▶ **Alıntılanan Metin**
== == ==

Mlliyet Milliyet Blog Milliyet Blog
 
Facebook Connect
Blog Kategorileri
 

25 Temmuz '16

 
Kategori
Deneme
 

Hayalperest

Hayalperest
 

Kapı kilitlenir, ocaklar kontrol edilir, fişler çekilir... Daha sonra girilir ruhundan hafif bir yorganın altına. Ayaklar birbirine sürtülür ısınmak çabasıyla. Sessiz gece dinlenir. Sessizliğin anlattığı masalları, yalnızca içinde gürültüler kopan duyabilir. Düşlerinin ortasına düşüverir düşünceler.

== == ==

▶ **Sağlanan Satırlar**
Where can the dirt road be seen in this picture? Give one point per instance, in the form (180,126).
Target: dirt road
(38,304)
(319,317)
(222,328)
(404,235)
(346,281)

== == ==

▶ **Görev Yönergeleri**
a: Alıntılanan metne göre ayaklar hangi amaçla birbirine sürtülür?
b: Alıntılanan metinde "25 Temmuz '16" ifadesinden "ortasına düşüverir düşünceler." ifadesine kadar uzanan bölümü, "yorganın" sözcüğünü "battaniyenin" ile değiştirerek yeniden yazınız.
Satırlar başka bir kaynaktan alınmıştır.

▶ **Çözülmüş Görevler**
a: Isınmak çabasıyla.

b:
25 Temmuz '16

 
Kategori
Deneme
 

Hayalperest

Hayalperest
 

Kapı kilitlenir, ocaklar kontrol edilir, fişler çekilir... Daha sonra girilir ruhundan hafif bir battaniyenin altına. Ayaklar birbirine sürtülür ısınmak çabasıyla. Sessiz gece dinlenir. Sessizliğin anlattığı masalları, yalnızca içinde gürültüler kopan duyabilir. Düşlerinin ortasına düşüverir düşünceler.